# Start of DATA TO USE

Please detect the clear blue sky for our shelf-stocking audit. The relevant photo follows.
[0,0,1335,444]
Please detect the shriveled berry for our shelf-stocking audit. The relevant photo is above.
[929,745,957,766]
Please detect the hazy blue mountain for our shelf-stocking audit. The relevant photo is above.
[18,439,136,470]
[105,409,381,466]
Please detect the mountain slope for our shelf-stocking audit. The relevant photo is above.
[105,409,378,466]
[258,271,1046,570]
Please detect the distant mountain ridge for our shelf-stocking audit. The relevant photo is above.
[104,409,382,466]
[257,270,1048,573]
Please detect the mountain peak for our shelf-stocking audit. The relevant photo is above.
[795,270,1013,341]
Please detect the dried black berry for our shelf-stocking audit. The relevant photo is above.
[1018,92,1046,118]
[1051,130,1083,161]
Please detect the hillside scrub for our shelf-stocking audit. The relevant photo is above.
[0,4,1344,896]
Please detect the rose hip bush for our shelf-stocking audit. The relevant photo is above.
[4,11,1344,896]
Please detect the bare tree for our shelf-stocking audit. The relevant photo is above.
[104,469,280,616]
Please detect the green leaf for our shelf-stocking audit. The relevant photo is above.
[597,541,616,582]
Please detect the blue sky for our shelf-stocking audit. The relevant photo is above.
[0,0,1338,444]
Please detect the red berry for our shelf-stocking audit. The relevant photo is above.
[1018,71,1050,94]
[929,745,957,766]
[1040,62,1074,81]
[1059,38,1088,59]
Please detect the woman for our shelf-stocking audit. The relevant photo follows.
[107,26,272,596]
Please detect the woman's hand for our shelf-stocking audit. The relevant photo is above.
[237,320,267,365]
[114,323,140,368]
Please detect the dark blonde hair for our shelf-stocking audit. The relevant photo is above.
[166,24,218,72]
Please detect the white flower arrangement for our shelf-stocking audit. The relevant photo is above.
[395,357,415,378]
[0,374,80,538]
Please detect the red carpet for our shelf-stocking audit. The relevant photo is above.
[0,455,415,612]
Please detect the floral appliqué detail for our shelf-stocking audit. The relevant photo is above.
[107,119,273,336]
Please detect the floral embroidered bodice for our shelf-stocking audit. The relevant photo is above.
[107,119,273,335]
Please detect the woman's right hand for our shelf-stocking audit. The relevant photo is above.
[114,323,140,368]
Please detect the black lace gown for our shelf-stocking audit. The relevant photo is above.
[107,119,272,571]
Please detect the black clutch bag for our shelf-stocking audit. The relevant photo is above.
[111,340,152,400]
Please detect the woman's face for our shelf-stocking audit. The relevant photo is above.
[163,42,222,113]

# End of DATA TO USE

Rewrite every line from the one containing "Please detect the white" through the last of the data entries, requests included. Raise each bounding-box coordinate in the answers by 9.

Please detect the white flower arrangement for our shelf-stocking audit. The relevant photo is above.
[404,366,424,387]
[9,383,89,547]
Please detect the red carpet for our shelf-stocking audit. The relevant photo is above.
[9,464,424,621]
Please detect the floral appliqué detail for our shelf-stocking audit. The relevant photo is above.
[116,128,282,345]
Please detect the floral embroidered bodice for our shelf-stocking audit. The relevant photo is above.
[116,128,282,344]
Please detect the woman's right hand for our shelf-stocking audit. The relevant photo is above.
[123,332,149,377]
Please detect the black lace gown for our shelf-stocking audit. The relevant photo is above.
[116,128,281,580]
Please detect the black clutch bag for our shelf-stocking audit. The relevant photo is above.
[120,349,161,409]
Please detect the woman's face for our shelf-stocking audit. The relevant photo is above.
[172,51,231,122]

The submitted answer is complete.